──────── SELECTED EXTRACT

BHSH System inks $19M nurse training partnership with Grand Valley State University

BHSH System, the newly formed combination of Beaumont Health and Spectrum Health, has partnered with nearby Grand Valley State University on a new program to expand the nurse training pipeline in western Michigan.

The system said Tuesday that it is investing more than $19 million in what the organizations are calling the BHSH Spectrum Health West Michigan Nurse Scholar program.

In comments to the press, leaders from the system and the university said the collaboration is expected to train nearly 500 additional student nurses over a six-year period.

Graduates of the program, which the organizations expect to be in place by January pending approvals and accreditation, will be expected to work at BHSH System’s Spectrum Health West Michigan, although they said the details of that arrangement are still being hammered out.

“We are addressing the financial barriers to college and smoothing the educational path to employment at BHSH Spectrum Health West Michigan,” BHSH System President and CEO Tina Freese Decker said during a Tuesday virtual press event. “This partnership is a fantastic example of challenging the status quo and taking a bold step forward to meet a critical need in our communities, in our state, and potentially in a model that can be replicated across the rest of the country by others.”

Philomena Mantella, president of Grand Valley State University, said the university's current nursing program isn’t constrained by a lack of physical facilities but by faculty-to-student ratios, the number of clinicals available to students and similar requirements. As such, about half of BHSH’s investment will go toward expanding faculty and staff, simulation center hours available to students and other infrastructure support.

This will allow the university’s college of nursing to add just over 100 additional students per year, Dean Lola Coke said. Currently, the school admits 160 pre-nursing students into its “traditional” two-year program and 72 students into another track for those with bachelor’s degrees into its “second degree” program annually, she said, but over the years the university has been forced to turn away potential enrollees due to capacity.

────────────────
──────── RECORDS

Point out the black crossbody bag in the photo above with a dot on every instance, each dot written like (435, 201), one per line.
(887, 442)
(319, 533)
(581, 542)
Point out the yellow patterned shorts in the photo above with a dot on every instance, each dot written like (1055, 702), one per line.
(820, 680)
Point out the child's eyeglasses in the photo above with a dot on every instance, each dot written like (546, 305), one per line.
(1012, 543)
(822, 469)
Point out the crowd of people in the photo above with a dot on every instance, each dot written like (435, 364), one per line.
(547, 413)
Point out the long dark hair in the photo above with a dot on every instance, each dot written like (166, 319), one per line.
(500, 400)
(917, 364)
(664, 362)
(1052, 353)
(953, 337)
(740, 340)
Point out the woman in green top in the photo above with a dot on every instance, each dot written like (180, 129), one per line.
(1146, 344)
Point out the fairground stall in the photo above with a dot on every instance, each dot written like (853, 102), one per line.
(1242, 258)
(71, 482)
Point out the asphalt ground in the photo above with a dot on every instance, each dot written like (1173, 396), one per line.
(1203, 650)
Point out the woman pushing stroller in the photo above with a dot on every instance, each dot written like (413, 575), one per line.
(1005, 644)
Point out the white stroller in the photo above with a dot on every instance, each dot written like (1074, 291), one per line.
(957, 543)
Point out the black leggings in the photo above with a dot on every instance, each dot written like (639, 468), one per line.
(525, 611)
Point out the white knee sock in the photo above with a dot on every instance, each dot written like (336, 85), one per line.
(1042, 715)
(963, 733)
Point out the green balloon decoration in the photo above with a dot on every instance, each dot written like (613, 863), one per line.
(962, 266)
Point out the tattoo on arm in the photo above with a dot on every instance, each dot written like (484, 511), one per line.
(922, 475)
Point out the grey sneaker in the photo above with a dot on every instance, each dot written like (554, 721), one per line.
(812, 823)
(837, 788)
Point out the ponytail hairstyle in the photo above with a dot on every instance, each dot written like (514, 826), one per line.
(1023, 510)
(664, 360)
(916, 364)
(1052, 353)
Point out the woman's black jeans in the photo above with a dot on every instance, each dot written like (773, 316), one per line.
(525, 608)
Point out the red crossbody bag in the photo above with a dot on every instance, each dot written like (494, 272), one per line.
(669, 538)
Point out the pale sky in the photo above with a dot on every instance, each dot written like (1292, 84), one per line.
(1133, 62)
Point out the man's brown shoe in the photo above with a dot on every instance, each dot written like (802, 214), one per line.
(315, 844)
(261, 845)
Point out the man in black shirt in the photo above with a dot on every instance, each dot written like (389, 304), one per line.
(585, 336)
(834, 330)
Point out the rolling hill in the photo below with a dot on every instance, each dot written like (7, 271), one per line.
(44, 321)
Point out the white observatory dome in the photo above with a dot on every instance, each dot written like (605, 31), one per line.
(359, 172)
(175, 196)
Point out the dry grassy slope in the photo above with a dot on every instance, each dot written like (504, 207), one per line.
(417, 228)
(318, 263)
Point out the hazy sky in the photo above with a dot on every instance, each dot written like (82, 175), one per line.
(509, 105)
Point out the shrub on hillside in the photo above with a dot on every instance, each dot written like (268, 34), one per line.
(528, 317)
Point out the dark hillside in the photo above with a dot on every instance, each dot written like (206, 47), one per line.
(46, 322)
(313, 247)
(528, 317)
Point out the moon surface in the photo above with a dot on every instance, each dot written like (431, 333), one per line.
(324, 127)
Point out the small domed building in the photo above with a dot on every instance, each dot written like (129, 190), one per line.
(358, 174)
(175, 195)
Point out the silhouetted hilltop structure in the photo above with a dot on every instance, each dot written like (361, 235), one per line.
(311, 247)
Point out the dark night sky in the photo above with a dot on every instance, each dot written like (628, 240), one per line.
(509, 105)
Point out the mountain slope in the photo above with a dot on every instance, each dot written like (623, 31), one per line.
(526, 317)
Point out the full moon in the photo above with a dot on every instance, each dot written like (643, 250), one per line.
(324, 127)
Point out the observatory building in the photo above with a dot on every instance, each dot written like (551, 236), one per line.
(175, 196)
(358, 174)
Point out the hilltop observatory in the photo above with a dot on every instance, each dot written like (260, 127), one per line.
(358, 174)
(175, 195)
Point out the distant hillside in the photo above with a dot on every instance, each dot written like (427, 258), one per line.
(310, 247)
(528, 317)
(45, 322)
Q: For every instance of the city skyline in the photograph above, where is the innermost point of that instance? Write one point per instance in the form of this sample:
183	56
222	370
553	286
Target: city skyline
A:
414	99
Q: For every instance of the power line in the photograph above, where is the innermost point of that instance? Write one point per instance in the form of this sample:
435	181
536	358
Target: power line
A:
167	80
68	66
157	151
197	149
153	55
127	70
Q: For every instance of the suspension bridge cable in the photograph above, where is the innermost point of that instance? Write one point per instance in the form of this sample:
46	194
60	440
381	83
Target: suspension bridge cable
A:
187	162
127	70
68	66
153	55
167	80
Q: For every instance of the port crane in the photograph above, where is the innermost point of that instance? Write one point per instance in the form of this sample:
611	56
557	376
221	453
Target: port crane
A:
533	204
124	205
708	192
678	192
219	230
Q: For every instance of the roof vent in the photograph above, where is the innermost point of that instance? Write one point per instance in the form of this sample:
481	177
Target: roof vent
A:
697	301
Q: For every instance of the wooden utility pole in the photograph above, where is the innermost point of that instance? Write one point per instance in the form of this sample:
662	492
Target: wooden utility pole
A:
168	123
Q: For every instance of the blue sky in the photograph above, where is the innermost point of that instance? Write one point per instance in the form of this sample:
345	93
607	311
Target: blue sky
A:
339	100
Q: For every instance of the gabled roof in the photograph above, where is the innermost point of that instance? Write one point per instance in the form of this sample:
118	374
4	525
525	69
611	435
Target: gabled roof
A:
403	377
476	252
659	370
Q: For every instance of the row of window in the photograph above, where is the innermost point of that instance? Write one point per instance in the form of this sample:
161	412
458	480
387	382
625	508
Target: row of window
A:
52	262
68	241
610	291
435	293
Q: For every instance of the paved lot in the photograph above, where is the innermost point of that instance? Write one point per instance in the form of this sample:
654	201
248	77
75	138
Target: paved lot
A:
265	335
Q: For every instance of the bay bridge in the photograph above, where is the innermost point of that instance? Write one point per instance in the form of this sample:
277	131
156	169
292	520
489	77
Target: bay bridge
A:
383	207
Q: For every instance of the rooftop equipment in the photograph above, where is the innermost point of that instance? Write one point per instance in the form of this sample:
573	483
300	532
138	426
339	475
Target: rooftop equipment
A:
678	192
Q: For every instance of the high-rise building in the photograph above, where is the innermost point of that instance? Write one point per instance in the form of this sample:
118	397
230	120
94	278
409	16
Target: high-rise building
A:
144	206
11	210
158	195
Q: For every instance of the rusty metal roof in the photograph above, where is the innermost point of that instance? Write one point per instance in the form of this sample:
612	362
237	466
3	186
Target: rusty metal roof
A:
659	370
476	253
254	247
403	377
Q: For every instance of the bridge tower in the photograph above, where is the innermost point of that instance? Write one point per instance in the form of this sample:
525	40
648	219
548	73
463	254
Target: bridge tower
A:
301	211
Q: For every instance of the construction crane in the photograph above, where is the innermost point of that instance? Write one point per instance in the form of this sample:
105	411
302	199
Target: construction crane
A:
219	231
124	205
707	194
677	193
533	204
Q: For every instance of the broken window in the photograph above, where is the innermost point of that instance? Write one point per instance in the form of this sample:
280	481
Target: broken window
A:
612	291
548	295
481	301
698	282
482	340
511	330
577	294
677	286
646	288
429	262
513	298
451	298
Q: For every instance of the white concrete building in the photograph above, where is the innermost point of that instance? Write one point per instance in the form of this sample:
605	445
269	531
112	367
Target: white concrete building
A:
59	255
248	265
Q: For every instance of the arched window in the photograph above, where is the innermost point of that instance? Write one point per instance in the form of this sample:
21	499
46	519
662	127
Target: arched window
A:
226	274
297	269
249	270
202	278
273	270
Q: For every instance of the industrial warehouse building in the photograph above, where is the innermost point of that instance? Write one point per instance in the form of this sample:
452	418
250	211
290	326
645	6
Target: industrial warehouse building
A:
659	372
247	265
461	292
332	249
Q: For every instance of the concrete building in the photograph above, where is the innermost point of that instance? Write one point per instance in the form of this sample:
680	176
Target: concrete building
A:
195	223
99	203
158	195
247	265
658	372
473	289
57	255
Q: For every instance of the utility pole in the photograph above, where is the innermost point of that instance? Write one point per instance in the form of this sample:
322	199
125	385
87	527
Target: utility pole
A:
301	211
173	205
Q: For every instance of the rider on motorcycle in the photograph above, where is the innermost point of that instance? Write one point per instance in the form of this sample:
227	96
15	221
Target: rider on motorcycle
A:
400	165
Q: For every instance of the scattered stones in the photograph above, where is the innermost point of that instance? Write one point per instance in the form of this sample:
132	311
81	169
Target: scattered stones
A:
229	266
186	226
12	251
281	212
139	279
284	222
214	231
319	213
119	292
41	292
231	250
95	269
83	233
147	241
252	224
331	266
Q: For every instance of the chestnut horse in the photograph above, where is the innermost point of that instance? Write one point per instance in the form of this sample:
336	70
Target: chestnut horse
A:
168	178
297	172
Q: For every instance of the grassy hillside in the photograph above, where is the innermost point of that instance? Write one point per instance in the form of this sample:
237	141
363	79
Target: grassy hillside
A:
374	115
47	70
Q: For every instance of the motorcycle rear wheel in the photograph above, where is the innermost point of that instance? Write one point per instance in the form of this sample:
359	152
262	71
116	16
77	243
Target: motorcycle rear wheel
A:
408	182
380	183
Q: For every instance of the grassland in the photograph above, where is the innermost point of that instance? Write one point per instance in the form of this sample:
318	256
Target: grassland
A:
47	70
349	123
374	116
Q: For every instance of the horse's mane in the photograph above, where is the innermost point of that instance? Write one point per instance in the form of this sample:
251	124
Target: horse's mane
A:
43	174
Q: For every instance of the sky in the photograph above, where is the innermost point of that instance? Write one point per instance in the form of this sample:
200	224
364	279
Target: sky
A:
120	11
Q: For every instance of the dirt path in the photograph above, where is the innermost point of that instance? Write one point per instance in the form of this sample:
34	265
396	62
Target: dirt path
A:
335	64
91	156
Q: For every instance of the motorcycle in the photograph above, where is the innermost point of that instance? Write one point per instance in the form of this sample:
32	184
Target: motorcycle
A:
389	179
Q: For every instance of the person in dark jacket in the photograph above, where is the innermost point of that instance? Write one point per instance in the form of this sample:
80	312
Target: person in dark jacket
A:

────────────────

ACTIVITY 1 — According to the nursing partnership article, how much is BHSH System investing in the new nurse scholar program?
ACTIVITY 2 — Continue the article on the BHSH System and Grand Valley State University nursing partnership from where it stops.

ANSWER SECTION 1 — More than $19 million.

ANSWER SECTION 2 —
The other half of BHSH’s investment will go “directly to students” in the form of $10,000 per year tuition grants, Mantella said. While students in both programs will be eligible for the grants, she noted that the money is particularly helpful for those in the second degree program who might be financially constrained as they consider a career shift.

Coke said tuition for the two-year nursing school program will run students about $30,000, excluding other expenses such as simulation center usage.

Nursing shortages are looming large across the country as more caretakers leave the workforce and an aging population drives future demand. Hospital and health system leaders have cited understaffing of registered nurses and other skilled staff as their top concern over the past year.

BHSH and Grand Valley State University leaders highlighted their new collaboration as a proactive step other provider and educational organizations could emulate to address the issue.

“Students, you have a new opportunity here to come and really fulfill your dreams to be a nurse and to work at that goal at two premier organizations, and I hope this will inspire you,” Mantella said. “To our enterprises, let’s work together on pathways like this that create more inclusive opportunities for our citizens to realize their dream and so that we can fulfill our needs.”